## PROBLEM STATEMENT
Substitute "movement" for each occurrence of "motion" in the material, from the line containing "Cam-trap alert: motion was detected. Identify sky" up to and including the line containing "104, 40, 130, 63", and leave everything else unchanged. Reproduce only those lines.

## WORKING DATA
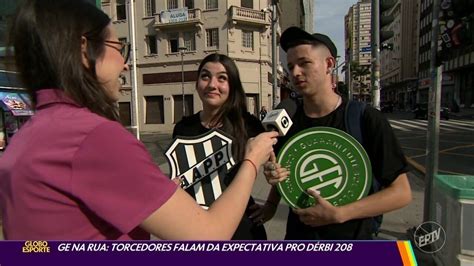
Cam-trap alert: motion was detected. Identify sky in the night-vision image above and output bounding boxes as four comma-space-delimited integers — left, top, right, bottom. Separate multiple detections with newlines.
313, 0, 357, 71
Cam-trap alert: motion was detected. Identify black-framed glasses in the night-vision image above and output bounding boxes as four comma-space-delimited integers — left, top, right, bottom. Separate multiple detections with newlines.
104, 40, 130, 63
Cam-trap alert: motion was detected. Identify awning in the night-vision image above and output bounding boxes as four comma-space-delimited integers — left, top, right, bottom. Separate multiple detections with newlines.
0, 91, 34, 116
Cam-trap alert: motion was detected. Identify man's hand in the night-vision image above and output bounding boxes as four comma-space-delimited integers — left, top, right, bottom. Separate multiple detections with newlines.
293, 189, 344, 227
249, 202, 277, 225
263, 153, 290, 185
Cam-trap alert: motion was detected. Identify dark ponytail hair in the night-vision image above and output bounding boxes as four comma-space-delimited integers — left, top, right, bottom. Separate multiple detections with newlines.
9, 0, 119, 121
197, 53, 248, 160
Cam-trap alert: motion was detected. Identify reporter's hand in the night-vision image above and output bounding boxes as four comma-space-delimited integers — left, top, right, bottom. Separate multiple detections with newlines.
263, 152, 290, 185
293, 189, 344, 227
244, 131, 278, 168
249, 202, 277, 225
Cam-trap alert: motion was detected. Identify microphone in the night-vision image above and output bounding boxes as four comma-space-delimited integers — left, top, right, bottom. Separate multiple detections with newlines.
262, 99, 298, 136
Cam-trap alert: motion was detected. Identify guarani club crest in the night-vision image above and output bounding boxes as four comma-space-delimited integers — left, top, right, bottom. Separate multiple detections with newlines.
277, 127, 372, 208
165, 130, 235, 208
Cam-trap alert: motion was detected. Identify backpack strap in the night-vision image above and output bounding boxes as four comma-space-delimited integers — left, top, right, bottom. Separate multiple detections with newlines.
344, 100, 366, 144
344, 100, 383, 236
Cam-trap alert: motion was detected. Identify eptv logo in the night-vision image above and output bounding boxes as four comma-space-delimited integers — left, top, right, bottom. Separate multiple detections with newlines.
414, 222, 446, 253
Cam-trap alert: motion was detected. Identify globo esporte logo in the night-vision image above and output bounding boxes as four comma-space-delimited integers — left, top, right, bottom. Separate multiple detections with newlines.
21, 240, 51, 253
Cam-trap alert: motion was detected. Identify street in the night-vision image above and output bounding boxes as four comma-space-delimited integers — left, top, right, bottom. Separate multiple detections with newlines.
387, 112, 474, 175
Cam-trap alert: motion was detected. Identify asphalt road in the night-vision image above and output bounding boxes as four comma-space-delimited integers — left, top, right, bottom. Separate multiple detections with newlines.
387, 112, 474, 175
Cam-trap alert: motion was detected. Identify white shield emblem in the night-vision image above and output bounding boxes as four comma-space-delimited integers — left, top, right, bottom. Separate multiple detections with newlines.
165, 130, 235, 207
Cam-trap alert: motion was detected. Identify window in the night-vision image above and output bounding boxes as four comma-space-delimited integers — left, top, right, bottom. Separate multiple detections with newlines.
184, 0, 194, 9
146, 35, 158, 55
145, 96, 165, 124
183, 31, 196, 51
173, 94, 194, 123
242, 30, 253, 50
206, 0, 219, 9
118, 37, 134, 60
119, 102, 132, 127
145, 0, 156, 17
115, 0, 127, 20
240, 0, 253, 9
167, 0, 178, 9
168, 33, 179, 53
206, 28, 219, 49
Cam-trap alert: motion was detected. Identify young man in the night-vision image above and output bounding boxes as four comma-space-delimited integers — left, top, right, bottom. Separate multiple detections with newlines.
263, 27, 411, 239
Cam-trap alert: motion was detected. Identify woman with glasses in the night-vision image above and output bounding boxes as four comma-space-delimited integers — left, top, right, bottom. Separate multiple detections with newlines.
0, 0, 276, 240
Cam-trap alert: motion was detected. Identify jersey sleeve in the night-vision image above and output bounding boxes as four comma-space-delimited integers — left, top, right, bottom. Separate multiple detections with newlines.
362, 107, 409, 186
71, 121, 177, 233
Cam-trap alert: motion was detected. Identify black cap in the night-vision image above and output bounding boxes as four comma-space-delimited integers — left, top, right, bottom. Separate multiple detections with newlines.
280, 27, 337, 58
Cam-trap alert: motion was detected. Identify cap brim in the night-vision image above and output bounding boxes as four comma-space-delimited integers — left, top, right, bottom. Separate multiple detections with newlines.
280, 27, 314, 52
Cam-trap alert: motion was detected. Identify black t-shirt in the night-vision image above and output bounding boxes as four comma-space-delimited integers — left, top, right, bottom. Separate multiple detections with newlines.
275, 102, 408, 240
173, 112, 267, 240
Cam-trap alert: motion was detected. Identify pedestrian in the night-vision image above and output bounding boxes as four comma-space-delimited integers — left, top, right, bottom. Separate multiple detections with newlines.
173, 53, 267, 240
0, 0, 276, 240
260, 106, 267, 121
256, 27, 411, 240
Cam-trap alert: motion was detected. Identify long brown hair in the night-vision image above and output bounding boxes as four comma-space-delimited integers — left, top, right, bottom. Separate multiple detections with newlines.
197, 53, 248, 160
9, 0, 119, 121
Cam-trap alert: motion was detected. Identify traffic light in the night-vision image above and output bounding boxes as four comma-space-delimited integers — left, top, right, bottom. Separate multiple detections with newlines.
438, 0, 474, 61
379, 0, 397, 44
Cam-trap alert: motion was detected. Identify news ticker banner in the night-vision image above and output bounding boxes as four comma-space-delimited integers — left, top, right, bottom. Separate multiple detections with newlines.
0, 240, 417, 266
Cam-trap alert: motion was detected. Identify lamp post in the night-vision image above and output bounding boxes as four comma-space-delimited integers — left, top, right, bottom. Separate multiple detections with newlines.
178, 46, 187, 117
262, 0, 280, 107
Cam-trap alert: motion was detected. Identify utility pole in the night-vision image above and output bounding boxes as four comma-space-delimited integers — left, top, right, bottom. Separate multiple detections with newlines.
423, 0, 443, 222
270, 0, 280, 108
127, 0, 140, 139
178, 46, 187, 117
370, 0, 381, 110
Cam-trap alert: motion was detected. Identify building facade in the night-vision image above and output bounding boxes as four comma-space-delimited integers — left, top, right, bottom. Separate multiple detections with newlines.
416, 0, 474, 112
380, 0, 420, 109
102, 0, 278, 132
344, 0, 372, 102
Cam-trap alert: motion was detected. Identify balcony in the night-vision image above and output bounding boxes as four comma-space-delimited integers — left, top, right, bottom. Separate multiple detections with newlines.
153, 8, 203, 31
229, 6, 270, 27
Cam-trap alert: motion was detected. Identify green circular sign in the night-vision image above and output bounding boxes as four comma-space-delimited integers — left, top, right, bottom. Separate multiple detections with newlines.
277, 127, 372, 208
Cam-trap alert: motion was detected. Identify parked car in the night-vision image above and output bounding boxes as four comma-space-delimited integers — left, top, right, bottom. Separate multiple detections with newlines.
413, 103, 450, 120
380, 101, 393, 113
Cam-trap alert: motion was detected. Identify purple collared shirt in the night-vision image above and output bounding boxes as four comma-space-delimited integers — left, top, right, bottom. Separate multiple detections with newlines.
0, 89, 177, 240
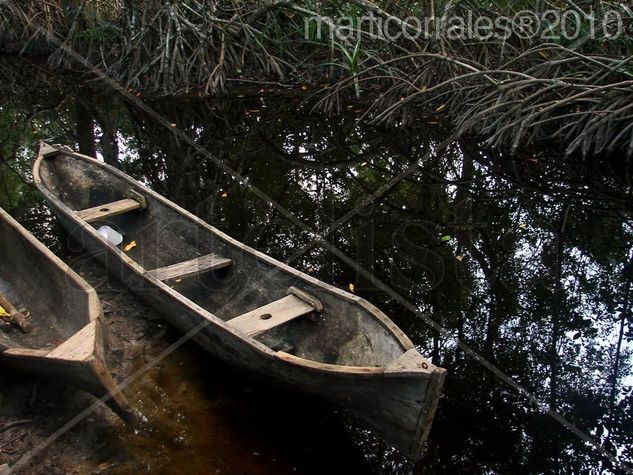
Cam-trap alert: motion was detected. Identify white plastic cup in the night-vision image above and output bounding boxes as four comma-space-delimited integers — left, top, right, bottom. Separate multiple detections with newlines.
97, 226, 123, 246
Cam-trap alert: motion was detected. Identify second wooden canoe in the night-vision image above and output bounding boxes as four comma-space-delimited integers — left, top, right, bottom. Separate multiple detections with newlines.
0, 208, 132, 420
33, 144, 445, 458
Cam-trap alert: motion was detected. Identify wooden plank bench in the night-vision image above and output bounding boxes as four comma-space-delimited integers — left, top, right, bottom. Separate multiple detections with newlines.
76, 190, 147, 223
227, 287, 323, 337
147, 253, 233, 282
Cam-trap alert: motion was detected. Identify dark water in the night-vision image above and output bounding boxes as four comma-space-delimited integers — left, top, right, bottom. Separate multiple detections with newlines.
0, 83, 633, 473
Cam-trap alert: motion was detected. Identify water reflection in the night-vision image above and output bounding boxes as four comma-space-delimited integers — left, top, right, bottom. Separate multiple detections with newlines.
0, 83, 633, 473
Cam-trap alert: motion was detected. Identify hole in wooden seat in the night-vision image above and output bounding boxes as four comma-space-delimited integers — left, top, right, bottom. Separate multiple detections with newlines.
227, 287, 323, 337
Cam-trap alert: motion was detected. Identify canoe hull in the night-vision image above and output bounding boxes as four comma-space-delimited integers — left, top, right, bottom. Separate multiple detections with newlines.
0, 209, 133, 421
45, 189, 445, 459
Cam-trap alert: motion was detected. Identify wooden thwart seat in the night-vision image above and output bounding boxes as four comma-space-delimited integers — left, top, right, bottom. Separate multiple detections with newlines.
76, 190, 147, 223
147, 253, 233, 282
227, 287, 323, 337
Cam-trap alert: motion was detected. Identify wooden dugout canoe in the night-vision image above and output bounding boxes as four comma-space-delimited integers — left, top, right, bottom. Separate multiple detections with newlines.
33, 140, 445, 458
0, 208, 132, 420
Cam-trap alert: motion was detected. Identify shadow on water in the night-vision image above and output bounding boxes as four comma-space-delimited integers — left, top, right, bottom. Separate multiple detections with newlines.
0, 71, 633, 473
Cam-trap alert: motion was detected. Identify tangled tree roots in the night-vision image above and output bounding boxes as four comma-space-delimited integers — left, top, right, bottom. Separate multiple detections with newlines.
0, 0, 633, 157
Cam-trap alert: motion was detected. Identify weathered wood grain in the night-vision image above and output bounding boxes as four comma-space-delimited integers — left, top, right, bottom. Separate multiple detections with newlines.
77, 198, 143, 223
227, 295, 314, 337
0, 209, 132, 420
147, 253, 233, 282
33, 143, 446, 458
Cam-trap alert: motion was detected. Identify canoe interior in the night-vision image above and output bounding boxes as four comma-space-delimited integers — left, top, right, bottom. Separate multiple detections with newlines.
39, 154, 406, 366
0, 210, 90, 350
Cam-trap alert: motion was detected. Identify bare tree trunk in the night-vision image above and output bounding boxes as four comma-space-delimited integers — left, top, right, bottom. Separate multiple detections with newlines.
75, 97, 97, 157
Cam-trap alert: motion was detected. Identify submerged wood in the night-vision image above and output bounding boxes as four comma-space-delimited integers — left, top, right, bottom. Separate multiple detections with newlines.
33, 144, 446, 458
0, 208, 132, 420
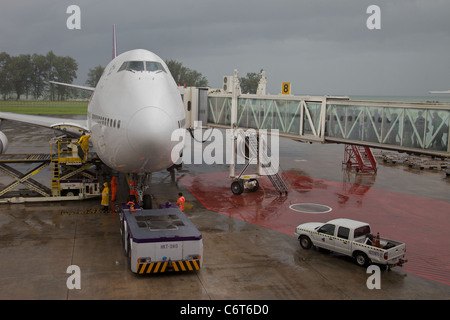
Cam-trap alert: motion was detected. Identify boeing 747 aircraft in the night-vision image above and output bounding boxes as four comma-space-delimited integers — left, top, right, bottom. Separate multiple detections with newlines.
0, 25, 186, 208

...

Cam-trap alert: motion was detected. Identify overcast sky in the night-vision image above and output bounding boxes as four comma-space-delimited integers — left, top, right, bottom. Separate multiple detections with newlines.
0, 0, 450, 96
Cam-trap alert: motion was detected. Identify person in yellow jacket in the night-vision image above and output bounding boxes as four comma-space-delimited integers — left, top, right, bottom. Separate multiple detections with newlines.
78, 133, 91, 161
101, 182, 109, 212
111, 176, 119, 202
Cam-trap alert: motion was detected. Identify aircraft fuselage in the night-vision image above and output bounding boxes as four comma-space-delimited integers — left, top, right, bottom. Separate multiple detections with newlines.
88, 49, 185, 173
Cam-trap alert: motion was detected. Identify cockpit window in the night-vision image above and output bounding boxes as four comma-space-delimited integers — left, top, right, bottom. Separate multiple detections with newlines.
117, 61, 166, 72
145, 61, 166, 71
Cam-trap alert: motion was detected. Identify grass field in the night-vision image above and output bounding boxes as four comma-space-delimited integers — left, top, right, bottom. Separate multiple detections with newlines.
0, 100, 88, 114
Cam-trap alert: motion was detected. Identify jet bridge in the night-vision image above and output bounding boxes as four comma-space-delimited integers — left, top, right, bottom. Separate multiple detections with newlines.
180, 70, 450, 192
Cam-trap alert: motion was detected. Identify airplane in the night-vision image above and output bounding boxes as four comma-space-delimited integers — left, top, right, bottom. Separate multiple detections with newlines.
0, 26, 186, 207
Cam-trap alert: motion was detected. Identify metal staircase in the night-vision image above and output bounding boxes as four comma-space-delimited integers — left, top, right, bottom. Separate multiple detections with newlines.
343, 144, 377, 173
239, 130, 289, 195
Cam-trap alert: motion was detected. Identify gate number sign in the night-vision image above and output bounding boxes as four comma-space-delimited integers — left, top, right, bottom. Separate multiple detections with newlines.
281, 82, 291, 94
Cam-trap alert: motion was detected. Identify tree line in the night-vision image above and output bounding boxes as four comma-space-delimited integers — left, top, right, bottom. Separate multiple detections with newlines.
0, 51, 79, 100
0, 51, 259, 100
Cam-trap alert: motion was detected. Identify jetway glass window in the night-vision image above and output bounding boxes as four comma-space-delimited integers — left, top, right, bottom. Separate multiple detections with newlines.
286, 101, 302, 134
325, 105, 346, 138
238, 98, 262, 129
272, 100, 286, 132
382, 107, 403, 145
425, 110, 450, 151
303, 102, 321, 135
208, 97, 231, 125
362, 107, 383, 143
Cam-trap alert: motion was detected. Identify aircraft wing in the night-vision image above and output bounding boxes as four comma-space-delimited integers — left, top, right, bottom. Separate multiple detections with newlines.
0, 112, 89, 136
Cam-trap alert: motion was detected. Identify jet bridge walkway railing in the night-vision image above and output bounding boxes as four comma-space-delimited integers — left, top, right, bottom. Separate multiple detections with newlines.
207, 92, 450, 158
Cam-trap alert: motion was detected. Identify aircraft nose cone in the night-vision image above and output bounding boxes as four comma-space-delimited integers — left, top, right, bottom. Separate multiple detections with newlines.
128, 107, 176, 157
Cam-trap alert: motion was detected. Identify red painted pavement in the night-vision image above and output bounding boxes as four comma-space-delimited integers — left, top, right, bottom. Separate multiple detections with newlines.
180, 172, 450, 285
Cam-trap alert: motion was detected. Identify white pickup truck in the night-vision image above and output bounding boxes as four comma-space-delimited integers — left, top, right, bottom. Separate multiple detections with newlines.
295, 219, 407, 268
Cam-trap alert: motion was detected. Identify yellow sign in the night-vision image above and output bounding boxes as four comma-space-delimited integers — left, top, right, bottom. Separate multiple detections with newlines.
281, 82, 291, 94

---

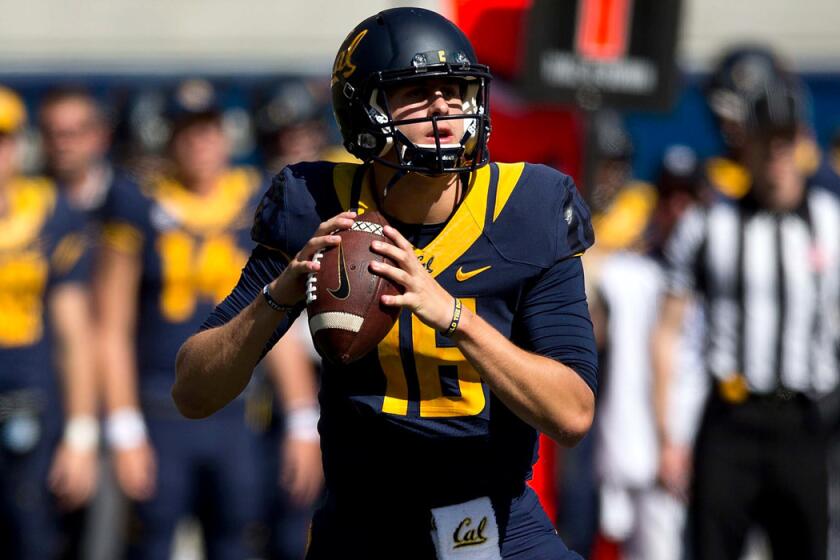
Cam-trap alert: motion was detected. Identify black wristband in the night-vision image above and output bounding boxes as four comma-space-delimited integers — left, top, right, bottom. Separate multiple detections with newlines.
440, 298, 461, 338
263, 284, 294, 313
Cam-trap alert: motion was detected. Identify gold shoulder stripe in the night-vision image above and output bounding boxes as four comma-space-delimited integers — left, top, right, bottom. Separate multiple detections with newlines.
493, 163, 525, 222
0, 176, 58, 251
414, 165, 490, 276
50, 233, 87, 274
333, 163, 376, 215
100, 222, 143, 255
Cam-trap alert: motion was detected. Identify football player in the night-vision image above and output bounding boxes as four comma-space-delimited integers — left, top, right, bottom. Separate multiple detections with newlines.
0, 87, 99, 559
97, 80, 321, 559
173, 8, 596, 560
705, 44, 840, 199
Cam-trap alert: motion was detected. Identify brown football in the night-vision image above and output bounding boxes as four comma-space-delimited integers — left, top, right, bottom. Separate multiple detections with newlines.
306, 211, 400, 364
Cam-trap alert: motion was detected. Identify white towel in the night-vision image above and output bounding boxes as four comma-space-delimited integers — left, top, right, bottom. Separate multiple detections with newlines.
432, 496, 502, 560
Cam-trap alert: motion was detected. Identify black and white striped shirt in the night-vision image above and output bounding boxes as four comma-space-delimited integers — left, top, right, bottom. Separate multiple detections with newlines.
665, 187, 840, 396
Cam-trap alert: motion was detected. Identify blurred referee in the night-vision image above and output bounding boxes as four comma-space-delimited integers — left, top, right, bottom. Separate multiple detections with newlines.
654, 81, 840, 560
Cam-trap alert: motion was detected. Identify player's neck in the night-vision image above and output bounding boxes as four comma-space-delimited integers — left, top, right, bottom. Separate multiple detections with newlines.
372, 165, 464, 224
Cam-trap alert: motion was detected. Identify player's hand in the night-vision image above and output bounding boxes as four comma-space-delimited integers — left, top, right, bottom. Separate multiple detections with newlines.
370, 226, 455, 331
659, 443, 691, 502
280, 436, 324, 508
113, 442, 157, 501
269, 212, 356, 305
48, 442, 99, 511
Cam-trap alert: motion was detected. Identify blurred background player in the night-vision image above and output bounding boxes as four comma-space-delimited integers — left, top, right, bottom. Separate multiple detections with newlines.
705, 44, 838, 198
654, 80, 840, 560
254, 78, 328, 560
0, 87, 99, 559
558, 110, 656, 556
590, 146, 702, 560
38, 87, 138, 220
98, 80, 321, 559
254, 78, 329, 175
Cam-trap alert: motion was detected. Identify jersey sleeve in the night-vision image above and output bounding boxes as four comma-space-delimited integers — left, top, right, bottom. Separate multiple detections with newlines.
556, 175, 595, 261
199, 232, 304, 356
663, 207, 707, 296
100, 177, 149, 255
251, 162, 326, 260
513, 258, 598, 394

## OUTPUT OF THE TASK
Cam-trap alert: movement was detected. Identify sky in the night-vision image above and output bounding boxes as four comma-space-delimited integers — left, top, right, bottom. Separate multiple detections with newlines.
313, 0, 357, 71
Cam-trap alert: movement was detected. Identify black-framed glasses in the night-vision image above and output bounding boxes as four comma-space-delimited integers — left, top, right, bottom. Separate multiple detections with newlines.
104, 40, 130, 63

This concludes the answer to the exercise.